### Required action:
Find the lines below that contain the string "shrub", count them, and give only the number.

### Entries shown:
......

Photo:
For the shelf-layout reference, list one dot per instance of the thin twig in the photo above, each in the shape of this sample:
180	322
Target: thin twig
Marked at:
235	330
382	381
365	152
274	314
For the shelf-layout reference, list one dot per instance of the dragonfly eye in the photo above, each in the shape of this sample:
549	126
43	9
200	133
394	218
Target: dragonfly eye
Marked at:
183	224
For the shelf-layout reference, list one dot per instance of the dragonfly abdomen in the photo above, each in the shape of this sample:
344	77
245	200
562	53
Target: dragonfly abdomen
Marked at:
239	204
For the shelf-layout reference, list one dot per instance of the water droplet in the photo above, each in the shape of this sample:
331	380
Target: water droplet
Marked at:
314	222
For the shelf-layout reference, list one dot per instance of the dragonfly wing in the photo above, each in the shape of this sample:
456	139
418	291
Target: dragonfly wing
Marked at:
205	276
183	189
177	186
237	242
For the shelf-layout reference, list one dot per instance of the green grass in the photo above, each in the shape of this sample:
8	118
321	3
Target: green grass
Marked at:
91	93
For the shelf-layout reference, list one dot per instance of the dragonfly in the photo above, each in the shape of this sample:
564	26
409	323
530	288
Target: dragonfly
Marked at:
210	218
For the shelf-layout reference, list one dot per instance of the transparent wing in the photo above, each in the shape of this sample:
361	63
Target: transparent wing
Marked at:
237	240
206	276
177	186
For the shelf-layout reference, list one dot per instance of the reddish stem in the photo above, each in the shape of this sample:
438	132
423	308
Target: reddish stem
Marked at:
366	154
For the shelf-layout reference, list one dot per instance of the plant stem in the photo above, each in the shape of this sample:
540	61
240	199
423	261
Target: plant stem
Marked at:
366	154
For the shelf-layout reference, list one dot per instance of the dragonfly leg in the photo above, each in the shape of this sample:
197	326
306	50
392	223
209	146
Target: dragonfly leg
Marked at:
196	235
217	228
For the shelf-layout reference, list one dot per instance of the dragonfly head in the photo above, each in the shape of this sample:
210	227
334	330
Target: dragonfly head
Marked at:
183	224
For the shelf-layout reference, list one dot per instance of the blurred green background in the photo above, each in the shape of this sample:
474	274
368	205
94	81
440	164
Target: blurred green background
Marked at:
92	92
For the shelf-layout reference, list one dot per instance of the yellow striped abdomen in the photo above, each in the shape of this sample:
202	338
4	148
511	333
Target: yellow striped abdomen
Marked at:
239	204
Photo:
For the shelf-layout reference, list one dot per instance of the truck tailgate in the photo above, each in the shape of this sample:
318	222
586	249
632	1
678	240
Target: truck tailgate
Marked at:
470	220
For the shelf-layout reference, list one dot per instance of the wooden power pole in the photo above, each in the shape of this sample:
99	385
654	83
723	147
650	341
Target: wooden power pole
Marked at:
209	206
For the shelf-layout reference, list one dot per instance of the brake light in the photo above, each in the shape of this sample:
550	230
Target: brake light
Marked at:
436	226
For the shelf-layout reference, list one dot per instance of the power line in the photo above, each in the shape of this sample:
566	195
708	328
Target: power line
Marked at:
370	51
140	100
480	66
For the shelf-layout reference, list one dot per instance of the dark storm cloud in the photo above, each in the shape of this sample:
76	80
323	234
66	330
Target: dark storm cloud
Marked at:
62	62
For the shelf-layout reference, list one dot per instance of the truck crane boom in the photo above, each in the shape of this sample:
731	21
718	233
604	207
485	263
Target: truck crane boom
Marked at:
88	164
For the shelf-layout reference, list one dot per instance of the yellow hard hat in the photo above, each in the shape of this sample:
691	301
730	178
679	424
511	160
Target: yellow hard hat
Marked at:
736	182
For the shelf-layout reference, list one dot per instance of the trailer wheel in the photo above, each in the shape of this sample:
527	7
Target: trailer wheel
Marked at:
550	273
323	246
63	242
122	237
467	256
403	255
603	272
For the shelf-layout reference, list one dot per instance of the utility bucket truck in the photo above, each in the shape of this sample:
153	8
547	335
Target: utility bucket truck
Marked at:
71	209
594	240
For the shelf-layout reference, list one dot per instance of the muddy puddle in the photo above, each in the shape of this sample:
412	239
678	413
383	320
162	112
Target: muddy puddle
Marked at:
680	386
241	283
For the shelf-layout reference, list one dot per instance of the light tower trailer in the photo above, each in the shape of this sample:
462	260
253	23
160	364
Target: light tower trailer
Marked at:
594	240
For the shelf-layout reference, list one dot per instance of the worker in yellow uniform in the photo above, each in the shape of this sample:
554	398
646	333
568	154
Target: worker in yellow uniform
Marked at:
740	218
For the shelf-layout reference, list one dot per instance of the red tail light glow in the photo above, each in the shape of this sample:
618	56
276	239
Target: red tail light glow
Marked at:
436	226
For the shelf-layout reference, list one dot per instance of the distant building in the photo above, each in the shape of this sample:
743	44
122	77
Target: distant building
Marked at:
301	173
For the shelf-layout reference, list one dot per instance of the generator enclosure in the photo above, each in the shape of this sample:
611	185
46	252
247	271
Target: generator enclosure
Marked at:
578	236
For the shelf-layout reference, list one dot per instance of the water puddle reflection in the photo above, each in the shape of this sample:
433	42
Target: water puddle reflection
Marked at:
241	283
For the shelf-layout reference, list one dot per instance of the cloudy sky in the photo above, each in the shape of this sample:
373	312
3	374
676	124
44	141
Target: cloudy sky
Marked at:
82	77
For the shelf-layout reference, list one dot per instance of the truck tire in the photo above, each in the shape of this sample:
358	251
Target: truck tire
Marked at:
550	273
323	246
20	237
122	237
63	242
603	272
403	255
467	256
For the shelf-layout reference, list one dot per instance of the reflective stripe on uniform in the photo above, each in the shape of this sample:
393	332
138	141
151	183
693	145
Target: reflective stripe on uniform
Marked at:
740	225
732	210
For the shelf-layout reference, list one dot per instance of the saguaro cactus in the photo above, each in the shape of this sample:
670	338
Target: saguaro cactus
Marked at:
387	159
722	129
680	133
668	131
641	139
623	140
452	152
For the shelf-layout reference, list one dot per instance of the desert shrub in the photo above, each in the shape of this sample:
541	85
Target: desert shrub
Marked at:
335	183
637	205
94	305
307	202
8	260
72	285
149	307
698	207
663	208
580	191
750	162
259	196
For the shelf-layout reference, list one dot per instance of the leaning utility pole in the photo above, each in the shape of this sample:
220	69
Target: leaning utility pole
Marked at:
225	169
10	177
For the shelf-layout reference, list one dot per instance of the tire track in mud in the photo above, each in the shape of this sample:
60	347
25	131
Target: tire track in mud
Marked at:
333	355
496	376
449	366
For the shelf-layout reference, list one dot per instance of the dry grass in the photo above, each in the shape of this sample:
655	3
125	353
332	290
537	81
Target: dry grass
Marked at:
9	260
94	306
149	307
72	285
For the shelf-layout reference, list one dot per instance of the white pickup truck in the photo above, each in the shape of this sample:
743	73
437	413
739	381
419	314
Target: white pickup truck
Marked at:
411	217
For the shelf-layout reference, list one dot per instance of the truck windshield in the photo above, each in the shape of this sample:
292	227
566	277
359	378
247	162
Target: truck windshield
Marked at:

......

### Exercise answer:
2